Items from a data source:
+===+

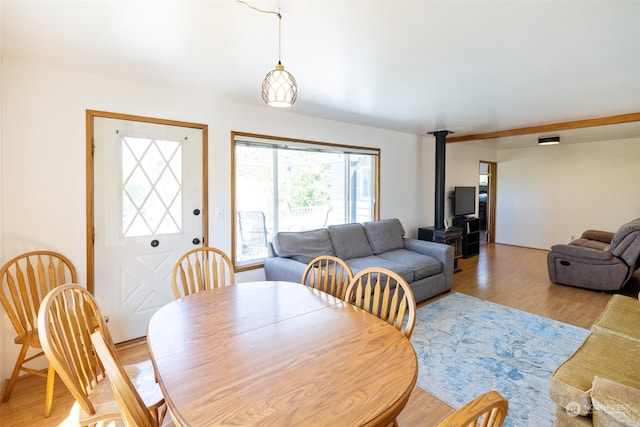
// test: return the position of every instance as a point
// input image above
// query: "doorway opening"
(487, 201)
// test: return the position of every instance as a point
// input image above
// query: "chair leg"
(48, 398)
(14, 375)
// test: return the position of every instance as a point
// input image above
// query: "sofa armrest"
(286, 269)
(600, 236)
(440, 251)
(581, 253)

+===+

§ **THE PROBLEM**
Switch every "query" in the listing to "search term", changing nothing else, and leave the pictures out of your answer.

§ **EXERCISE ANSWER**
// test: return the position of every instance as a point
// input image above
// search term: "doorway opening"
(487, 201)
// test: return the position of every instance as a point
// input image above
// search term: "chair leg"
(48, 398)
(14, 375)
// test: return the position of every instance as a point
// input image above
// search term: "sofa armrest"
(286, 269)
(600, 236)
(440, 251)
(581, 253)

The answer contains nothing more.